Document text -
______________________________

But make no mistake. It’s not as if that Gujarat was the fastest growing state in India. Commenting on Gujarat’s performance in the last decade, Maitreesh Ghatak, Professor of Economics at London School of Economics wrote that “while Gujarat’s overall record is undoubtedly very good all through the last three decades, its performance in the 2000s does not seem to justify the wild euphoria and exuberant optimism about Modi’s economic leadership”.
In his recent article at Outlook India, Ghatak and his co-writer Sanchari Roy from University of Warwick, point out that other Indian states-–such as Bihar, Maharashtra, Haryana, Punjab, Kerala, Bihar and Tamil Nadu—grew as much and with better performance in Human Development Indicators that Gujarat can boast.
There are many a lessons to be learnt from what has happened in India this season. But, due to paucity of space, this column would restrict to two.
First, Pakistan’s dynastic ruling parties should be warned that the same could happen to them. Nothing lasts forever, and their failure in the delivery of public goods could uproot them sooner or later.
Writing a piece on University of Nottingham’s ‘India Votes’ blog, the renowned political scientist at LUMS, Mohamamd Waseem, aptly noted that “the Pakistani voter is closer to the Indian voter than any other voter in the world in terms of polling on the basis of caste or caste-like system of biradri, tribe, shifting factional loyalties as well as religious and ethnic identities as the sources of intense electoral mobilization”.
But this does not mean that the system cannot be changed. Waseem pointed that the interest of Pakistan’s media and civil society in Indian elections is oriented more towards the result rather than the process. Taking a cue from his argument, this column would advise the media, and the civil society to learn how India broke its dynastic moulds, and emulate the same at home, instead of only focussing on how would Modi’s India deal with Pakistan
On that note, Modi also presents an example for the change-aspirants in Pakistan’s politics. His media advocacy, sharp political marketing and drum beating about the Gujarat-model, to an epic presidential-style campaign-–all offer some food for thought.
At 63 years of age, Modi flew 300,000 kilometres and addressed 457 back to back rallies across the lengths and breadths of India during the last nine months. With that kind of ambition and aggressive politicking, India’s voting mould had to be broken.
TAILPIECE: WHAT’S IN FOR PAKISTAN?

______________________________

The data -
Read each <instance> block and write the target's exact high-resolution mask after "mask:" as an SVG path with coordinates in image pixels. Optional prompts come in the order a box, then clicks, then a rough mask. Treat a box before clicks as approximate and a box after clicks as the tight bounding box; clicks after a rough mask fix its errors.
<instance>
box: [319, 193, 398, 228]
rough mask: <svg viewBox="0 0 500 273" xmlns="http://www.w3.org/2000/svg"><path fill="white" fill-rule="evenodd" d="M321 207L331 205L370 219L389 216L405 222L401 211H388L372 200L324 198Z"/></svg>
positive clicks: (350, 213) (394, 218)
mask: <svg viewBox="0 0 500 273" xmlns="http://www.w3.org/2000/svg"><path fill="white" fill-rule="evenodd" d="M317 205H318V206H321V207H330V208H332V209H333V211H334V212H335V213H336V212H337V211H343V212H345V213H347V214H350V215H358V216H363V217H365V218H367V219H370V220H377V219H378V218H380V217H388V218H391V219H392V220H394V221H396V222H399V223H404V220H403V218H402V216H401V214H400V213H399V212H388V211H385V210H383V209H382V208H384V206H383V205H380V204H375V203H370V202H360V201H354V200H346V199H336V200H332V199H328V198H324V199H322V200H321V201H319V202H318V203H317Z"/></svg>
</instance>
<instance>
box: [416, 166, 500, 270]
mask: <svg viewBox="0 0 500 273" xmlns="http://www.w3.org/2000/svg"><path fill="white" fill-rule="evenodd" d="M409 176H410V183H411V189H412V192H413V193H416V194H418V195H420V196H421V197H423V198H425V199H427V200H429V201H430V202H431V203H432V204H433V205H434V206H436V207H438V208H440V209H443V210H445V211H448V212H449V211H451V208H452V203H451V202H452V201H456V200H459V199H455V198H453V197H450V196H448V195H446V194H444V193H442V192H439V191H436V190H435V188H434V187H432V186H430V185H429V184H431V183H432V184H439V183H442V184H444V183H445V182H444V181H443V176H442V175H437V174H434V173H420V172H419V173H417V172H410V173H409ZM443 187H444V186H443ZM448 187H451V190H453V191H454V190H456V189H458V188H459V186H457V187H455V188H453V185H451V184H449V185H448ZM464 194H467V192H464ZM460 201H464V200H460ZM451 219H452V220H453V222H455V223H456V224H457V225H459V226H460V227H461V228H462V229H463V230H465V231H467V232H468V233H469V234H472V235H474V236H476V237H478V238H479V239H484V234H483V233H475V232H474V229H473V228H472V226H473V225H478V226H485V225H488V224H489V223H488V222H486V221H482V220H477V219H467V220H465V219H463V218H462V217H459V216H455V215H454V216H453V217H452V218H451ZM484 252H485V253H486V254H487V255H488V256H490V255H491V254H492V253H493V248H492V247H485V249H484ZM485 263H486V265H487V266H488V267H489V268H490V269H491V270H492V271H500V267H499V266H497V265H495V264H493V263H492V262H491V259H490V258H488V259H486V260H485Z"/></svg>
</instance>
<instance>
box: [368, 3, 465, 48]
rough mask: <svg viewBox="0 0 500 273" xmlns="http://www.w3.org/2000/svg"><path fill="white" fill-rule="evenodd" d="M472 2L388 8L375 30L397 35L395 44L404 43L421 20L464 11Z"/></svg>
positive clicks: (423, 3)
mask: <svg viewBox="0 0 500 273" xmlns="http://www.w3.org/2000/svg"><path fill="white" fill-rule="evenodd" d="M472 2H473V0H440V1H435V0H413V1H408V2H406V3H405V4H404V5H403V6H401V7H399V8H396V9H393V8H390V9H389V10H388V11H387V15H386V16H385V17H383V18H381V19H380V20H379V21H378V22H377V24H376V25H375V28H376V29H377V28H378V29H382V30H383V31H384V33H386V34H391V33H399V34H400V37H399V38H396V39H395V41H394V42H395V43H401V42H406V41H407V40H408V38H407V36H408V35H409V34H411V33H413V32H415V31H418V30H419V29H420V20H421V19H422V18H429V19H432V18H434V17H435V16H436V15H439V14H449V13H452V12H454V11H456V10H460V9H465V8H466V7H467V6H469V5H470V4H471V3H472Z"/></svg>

______________________________

Using the information -
1/ From the column on India's election, print the passage that begins at the words "There are many" and stops after the words "sooner or later.".
2/ According to the column on India's election, how many rallies did Modi address during the last nine months?
3/ The column on India's election names several things about Modi that offer food for thought to change-aspirants in Pakistan's politics. List all of them.

Responses by task -
1/
There are many a lessons to be learnt from what has happened in India this season. But, due to paucity of space, this column would restrict to two.
First, Pakistan’s dynastic ruling parties should be warned that the same could happen to them. Nothing lasts forever, and their failure in the delivery of public goods could uproot them sooner or later.

2/ 457

3/
- His media advocacy
- Sharp political marketing
- Drum beating about the Gujarat-model
- An epic presidential-style campaign